EXTRACT:
TOM and Jerry, Marks and Spencer, Morecambe and Wise ... there are certain partnerships which just go together.

You can certainly add the names of Torvill and Dean to that list. The golden couple of the ice will always be inextricably linked in the minds of the general public following their Olympic gold medal performance of Bolero back in 1984.

After an absence of four years, the pair returned to our TV screens with a new role in Dancing on Ice, the reality show which sees celebrities teaming up with professional skaters.

Having previously choreographed the routines to be performed each week, the pair are now among the judges casting their verdict every Sunday night.

“It was a huge time commitment of 12 to 14 hours a day,” said Chris. “We weren’t just involved in the choreography, there was the the music, the costumes and the whole concept.

“We’re of an age now where we are quite comfortable about turning up on a Sunday and giving our opinions.

“One of the reasons they wanted us to transition into the role of judges was that we had choreographed so many routines and worked with the celebrities. The professionals know they can’t hide.”

Jayne said that they are enjoying their new role.

She said: “With this series, we don’t know what to expect. Before we were choreographing everything so we knew exactly what we were going see on the night. I quite like that element of surprise - sometimes you are slightly disappointed and then other times you are really impressed.”

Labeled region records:
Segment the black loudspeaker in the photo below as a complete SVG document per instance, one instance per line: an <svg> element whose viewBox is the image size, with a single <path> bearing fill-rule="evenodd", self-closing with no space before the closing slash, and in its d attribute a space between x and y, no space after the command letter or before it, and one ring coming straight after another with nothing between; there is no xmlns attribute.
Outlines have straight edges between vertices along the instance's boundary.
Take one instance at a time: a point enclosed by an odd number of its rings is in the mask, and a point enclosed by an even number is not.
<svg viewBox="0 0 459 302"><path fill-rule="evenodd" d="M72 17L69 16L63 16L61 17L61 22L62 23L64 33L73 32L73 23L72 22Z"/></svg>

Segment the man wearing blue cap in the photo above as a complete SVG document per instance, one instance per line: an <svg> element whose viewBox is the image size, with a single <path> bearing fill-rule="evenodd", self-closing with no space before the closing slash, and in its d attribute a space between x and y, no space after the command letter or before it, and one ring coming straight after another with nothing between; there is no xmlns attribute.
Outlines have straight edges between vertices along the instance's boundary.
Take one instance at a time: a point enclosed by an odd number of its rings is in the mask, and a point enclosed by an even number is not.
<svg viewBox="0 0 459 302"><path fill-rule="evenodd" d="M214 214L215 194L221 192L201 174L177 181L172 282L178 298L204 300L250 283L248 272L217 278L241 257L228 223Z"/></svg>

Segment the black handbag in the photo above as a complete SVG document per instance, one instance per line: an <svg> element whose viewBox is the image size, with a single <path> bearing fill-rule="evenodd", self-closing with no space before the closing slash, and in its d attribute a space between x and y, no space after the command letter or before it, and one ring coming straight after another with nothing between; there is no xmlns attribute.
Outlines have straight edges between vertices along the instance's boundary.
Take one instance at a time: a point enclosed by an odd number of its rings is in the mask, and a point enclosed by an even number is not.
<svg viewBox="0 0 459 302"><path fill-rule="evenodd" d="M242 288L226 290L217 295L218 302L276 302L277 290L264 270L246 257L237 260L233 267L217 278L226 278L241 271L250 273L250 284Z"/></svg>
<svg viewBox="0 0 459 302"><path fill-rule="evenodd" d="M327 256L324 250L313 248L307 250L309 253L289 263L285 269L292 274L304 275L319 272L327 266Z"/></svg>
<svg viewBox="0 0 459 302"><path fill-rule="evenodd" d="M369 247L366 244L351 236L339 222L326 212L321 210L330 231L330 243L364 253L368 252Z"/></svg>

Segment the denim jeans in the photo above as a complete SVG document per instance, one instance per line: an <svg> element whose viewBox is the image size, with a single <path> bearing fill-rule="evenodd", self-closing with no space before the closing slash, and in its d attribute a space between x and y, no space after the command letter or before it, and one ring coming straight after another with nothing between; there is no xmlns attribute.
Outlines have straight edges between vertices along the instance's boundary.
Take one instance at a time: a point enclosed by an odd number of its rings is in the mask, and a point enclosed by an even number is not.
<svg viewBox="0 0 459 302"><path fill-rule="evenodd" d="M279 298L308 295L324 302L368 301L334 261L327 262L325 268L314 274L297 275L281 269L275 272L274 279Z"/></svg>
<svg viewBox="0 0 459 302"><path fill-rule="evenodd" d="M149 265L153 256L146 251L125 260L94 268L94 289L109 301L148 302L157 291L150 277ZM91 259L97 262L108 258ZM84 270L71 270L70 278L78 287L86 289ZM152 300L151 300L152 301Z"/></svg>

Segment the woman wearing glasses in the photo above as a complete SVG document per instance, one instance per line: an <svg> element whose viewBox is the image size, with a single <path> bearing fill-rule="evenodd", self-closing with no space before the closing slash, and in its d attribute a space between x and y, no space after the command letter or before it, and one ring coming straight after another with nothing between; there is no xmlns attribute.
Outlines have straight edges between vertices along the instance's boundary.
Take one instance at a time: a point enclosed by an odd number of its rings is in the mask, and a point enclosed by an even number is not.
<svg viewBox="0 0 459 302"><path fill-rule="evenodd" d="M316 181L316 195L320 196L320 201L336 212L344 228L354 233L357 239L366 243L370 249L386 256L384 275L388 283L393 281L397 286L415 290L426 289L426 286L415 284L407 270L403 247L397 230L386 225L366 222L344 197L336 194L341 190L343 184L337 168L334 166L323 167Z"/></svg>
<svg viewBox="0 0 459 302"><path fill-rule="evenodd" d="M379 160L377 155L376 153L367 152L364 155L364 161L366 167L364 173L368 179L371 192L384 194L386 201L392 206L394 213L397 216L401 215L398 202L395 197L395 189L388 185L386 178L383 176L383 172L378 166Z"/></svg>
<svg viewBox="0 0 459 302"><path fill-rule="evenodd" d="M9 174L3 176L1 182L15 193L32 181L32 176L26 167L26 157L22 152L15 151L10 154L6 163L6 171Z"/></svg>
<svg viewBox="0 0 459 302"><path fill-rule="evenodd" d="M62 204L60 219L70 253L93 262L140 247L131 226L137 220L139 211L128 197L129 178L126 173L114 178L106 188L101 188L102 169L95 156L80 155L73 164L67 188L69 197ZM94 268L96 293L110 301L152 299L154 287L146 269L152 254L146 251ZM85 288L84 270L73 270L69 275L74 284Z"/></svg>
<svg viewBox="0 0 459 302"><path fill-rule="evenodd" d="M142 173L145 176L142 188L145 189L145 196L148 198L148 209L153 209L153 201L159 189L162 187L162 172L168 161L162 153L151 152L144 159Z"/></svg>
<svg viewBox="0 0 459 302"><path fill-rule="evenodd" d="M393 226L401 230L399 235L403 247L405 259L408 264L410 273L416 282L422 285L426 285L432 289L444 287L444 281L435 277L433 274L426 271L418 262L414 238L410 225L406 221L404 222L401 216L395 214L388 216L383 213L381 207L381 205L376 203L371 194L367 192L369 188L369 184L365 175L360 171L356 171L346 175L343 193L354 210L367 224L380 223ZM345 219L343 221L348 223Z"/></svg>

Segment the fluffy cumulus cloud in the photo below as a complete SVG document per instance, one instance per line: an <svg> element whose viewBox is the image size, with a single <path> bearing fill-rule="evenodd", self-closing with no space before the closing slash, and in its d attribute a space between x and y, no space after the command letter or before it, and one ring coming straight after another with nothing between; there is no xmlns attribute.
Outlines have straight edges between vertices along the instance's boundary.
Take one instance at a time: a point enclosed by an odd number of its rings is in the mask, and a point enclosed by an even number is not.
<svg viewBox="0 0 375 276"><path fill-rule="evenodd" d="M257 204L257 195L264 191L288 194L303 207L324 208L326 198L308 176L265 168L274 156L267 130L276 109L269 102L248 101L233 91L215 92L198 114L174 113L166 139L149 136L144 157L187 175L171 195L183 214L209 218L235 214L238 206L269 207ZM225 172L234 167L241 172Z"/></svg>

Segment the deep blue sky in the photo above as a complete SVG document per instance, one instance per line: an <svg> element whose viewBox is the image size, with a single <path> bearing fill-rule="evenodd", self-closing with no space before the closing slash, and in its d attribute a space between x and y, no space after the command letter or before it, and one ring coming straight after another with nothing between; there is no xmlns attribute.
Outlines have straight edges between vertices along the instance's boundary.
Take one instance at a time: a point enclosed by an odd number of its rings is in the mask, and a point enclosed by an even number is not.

TASKS FOR THIS EXERCISE:
• a. Rewrite the paragraph of the Torvill and Dean article beginning "You can certainly add" more briefly, keeping its main facts.
• b. In the listing, set down everything from the line containing "Segment the fluffy" down to the line containing "204L257 195L264 191L288", both of those lines included, reproducing every character.

SET OF ANSWERS:
• a. Torvill and Dean belong on that list of inseparable partnerships. Since their Olympic gold medal performance of Bolero in 1984, the public has always linked the ice-skating couple together.

• b.
Segment the fluffy cumulus cloud in the photo below as a complete SVG document per instance, one instance per line: an <svg> element whose viewBox is the image size, with a single <path> bearing fill-rule="evenodd", self-closing with no space before the closing slash, and in its d attribute a space between x and y, no space after the command letter or before it, and one ring coming straight after another with nothing between; there is no xmlns attribute.
Outlines have straight edges between vertices along the instance's boundary.
Take one instance at a time: a point enclosed by an odd number of its rings is in the mask, and a point enclosed by an even number is not.
<svg viewBox="0 0 375 276"><path fill-rule="evenodd" d="M257 204L257 195L264 191L288 194L303 207L324 208L326 198L308 176L265 168L274 156L267 130L276 109L269 102L248 101L233 91L215 92L198 114L174 113L166 139L149 136L144 157L187 175L171 195L183 214L209 218L235 214L238 206L269 207ZM225 172L234 167L241 172Z"/></svg>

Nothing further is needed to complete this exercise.